Task data:
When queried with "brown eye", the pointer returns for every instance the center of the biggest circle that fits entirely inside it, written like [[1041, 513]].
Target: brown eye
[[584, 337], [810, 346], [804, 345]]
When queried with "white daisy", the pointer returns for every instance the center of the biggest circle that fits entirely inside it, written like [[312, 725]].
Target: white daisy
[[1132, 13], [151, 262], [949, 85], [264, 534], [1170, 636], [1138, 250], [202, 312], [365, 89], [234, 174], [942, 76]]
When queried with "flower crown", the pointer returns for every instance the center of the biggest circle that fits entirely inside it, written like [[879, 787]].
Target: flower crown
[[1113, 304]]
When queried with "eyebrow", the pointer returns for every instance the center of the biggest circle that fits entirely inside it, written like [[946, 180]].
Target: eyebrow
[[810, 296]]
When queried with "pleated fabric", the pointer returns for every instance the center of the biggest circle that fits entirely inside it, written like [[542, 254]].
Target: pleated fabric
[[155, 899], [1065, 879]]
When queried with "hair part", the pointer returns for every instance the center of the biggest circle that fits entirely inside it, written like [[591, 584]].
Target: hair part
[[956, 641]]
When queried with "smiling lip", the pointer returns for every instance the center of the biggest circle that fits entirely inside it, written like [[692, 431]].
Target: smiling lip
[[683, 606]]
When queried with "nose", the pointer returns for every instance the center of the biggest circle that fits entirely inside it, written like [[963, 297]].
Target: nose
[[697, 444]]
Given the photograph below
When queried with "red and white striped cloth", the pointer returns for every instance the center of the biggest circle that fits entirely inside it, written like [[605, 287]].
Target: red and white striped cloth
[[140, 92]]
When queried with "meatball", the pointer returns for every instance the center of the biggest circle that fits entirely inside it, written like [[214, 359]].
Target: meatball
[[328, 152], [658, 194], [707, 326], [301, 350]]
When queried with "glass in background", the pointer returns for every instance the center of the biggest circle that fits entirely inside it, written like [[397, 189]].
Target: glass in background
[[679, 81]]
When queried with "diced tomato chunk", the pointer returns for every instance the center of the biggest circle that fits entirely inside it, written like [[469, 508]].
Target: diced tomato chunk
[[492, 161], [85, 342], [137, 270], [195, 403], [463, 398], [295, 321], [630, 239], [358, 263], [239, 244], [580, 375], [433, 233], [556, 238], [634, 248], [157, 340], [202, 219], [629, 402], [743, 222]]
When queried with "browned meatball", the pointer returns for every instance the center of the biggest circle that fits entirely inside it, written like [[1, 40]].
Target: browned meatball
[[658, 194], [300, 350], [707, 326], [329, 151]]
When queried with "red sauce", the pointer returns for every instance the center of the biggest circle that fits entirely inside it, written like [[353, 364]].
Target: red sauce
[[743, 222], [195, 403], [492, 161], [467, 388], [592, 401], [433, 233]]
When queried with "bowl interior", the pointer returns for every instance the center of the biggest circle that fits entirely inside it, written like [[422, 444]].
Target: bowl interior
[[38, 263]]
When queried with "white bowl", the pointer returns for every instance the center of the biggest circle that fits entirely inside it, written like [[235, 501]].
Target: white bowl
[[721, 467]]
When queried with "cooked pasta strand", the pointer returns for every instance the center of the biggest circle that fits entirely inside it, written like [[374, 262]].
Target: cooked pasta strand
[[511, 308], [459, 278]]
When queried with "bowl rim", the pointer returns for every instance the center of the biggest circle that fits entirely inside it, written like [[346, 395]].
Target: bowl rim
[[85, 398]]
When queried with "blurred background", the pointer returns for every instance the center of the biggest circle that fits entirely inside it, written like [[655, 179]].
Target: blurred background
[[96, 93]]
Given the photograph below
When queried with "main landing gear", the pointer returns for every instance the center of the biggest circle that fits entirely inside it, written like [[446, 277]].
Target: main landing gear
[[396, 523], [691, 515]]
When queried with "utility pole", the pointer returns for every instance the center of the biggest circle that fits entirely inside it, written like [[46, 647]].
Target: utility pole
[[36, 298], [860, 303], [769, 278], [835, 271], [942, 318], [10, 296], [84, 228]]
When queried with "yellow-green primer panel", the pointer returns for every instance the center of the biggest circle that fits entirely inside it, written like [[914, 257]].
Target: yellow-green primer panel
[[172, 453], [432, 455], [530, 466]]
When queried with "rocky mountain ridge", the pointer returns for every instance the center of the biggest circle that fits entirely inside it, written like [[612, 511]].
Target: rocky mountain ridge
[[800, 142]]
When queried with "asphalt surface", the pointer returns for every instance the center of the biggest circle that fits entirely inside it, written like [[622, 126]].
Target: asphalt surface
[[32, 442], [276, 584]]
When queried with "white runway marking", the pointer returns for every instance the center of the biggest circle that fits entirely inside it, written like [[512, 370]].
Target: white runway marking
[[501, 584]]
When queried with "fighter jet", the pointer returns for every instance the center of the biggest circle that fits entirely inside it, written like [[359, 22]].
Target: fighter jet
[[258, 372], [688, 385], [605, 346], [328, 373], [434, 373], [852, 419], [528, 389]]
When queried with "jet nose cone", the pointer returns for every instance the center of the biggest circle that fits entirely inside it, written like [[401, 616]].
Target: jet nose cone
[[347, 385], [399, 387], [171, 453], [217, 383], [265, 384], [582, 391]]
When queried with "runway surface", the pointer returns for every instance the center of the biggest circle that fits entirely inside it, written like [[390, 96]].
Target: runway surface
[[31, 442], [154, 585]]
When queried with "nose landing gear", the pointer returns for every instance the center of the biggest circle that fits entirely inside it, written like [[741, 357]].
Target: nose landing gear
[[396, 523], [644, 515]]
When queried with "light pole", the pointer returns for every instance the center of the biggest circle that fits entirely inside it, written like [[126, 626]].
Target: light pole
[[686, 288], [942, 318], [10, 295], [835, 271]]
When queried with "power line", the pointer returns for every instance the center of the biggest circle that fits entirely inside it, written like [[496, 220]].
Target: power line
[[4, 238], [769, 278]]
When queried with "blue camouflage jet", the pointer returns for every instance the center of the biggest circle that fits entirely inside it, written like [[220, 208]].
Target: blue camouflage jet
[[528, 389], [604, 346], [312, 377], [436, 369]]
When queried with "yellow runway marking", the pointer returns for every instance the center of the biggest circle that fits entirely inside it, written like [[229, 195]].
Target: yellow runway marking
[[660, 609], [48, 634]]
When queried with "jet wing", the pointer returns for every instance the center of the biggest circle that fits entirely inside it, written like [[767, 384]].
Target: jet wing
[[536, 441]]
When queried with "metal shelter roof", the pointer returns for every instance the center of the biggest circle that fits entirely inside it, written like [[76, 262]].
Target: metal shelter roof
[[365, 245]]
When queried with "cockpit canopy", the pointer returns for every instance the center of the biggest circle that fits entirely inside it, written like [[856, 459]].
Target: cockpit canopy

What to do: Reproduce all data above, unchanged.

Final result:
When queried with "brown eye", the pointer returns for every instance the center of the biggest circle that fits entirely inside it, written like [[1041, 513]].
Target: brown eye
[[584, 337], [810, 346], [804, 345]]
When queried with "white daisy", the pointer returns for every instance the center of the biggest circle that fits entirely inside it, written like [[312, 725]].
Target: white daisy
[[1132, 13], [151, 262], [949, 85], [264, 534], [1170, 636], [1138, 250], [202, 312], [365, 89], [234, 174], [942, 76]]
When queried with "flower crown", the pointer returns for every instance the center of the biggest circle that fits entirely inside it, written like [[879, 787]].
Target: flower crown
[[1113, 304]]
When queried with "eyebrow", the pointer returns for every instance the center of the biggest circle that fits entirely inside it, written like [[946, 180]].
Target: eyebrow
[[810, 296]]
When queried with "pleated fabric", the pointer returns for every instance the center of the biggest circle that fits entirely inside it, written like [[542, 254]].
Target: pleated fabric
[[155, 899], [1065, 879]]
When queried with "hair part", the pointer returns for every instance the center of the biggest circle that fits entirely inside it, written like [[591, 584]].
Target: hair part
[[956, 641]]
When queried with "smiling lip", the pointer returns for every instance the center of the biggest circle that fits entirely inside it, written like [[692, 431]].
Target: smiling lip
[[683, 606]]
When queried with "nose", the pointer returns for every instance the center of the biggest circle that fits entirely inside it, written like [[963, 297]].
Target: nose
[[697, 444]]
Given the photograph below
When queried with "red and white striped cloth", the pointer returns for every instance the center of the biggest circle that fits entirely inside it, written like [[605, 287]].
Target: red and white striped cloth
[[140, 92]]
When queried with "meatball", the pointer returns for every instance the center of the biggest circle that fits entirely inside it, written like [[214, 359]].
Target: meatball
[[328, 152], [658, 194], [707, 326], [301, 350]]
When queried with "glass in background", the pointer returns for every instance the center of the biggest circle that fits entirely inside it, written like [[397, 189]].
Target: glass in background
[[679, 81]]
When queried with "diced tomato chunk", the pointer returns for every instance the center of the biggest circle that fits entirely inside it, written like [[469, 508]].
Target: diced tomato chunk
[[492, 161], [85, 342], [137, 270], [195, 403], [463, 398], [295, 321], [630, 239], [358, 263], [239, 244], [580, 375], [433, 233], [556, 238], [634, 248], [157, 340], [202, 219], [629, 402], [743, 222]]
When queried with "browned meatball", the pointer returns for every instance the center of the biggest circle that fits entirely inside it, written like [[1, 40]].
Target: browned meatball
[[658, 194], [300, 350], [707, 326], [329, 151]]
When queried with "red sauce", the pointer returns for every instance the center of the biggest circle that fits entirely inside it, written like [[353, 364]].
Target: red sauce
[[743, 222], [195, 403], [492, 161], [467, 388], [592, 401], [433, 233]]
When queried with "bowl interior", the pointer returns for every instance the center of the biggest circle that fits entirely inside it, written like [[422, 444]].
Target: bowl interior
[[38, 263]]
When queried with "white bowl", the pointer returns for every instance the center of the biggest circle that fits entirely inside it, written like [[235, 501]].
Target: white bowl
[[721, 467]]
When queried with "cooked pasta strand", the pointer returns for every instance the center of the biggest circle that fits entirely inside it, written like [[374, 262]].
Target: cooked pasta strand
[[511, 308], [459, 278]]
When queried with "bowl rim", the pointer returns for every instance the center of the biggest circle that fits entirely inside it, written like [[346, 395]].
Target: bowl rim
[[85, 398]]
When queried with "blurred background", the pointer returns for every instance the center of the biggest circle that fits entirely inside it, written like [[655, 179]].
Target: blurred background
[[96, 93]]
Given the photograph below
When queried with "main landing gear", the pointer returns for every instance the center of the biggest circle that fits entirely inside it, written like [[446, 277]].
Target: main landing gear
[[396, 523], [691, 515]]
When queried with "utility pole", the pointer returns for every instance the center of the biggest circle that fits entirely inside it, written like [[46, 647]].
Target: utility pole
[[36, 298], [860, 303], [769, 278], [835, 271], [942, 318], [10, 296], [84, 228]]
When queried with "yellow-green primer panel", the pointer returns for every instance the center of the biggest circle that fits entirely inside it, written like [[914, 257]].
Target: yellow-green primer panel
[[172, 453], [432, 455], [530, 466]]
When queried with "rocky mountain ridge", the pointer returns for every instance the center of the biggest circle that fits entirely inside it, written like [[612, 511]].
Target: rocky mountain ridge
[[800, 142]]
When queried with "asphalt surface", the pointer returns for every instance the center of the biggest circle that fits entirely inside it, written like [[622, 126]].
Target: asphalt surface
[[32, 442], [276, 584]]
When queried with "white runway marking", the pointer returns for every instance the center of the biggest circle that fits entirely inside it, written like [[512, 370]].
Target: white runway marking
[[501, 584]]
When queried with "fighter jet", the pointer returns for every instance the center of the biggest circle that fits entirely inside it, written like [[359, 22]].
Target: fighter jet
[[258, 372], [688, 385], [605, 346], [328, 373], [434, 373], [852, 419], [528, 389]]
When queried with "jet nose cone", the pointer returns for every instance the center of the biggest circle that fits entirely inside it, written like [[401, 616]].
Target: jet nose cone
[[347, 385], [399, 387], [171, 453], [217, 383], [265, 384], [582, 391]]
When queried with "runway surface", the pointer returns for every instance the center of the biggest circle that fits entirely inside it, written like [[390, 96]].
Target: runway surface
[[31, 442], [154, 585]]
When queried with "nose landing gear", the pointer returns for every instance the center of the biggest circle that fits entirely inside it, written like [[741, 357]].
Target: nose landing gear
[[396, 523], [644, 515]]
When queried with "light pole", the pointer returns for every instance the center of the biggest circle that fits entirely inside it, written like [[126, 626]].
Target: light pole
[[686, 288], [942, 318], [10, 295], [835, 271]]
When queried with "power line", the pointer returns for every instance the center of the biggest circle that fits entirely inside it, written like [[496, 220]].
Target: power line
[[4, 238], [769, 278]]
When queried with "blue camouflage jet", the pointer returns for every instance the center of the biggest circle that fits entirely inside it, written like [[220, 208]].
Target: blue camouflage jet
[[528, 389], [604, 346], [312, 377], [436, 369]]
When queried with "yellow runway marking", the pointer returns for every instance the center of the biggest circle that fits entirely inside it, written like [[229, 195]].
Target: yellow runway marking
[[660, 609], [48, 634]]
When queried with "jet wing", the pointer returns for every instance the center of the biggest circle that fits entirely inside it, written like [[767, 384]].
Target: jet wing
[[536, 441]]
When queried with "metal shelter roof", the pointer returns for every instance the center of the biggest circle that fits entirely inside it, written like [[76, 262]].
Target: metal shelter roof
[[365, 245]]
When queried with "cockpit canopy", the pointer returns for every instance the center of the biggest circle that fits entirely inside it, written like [[856, 459]].
Target: cockpit canopy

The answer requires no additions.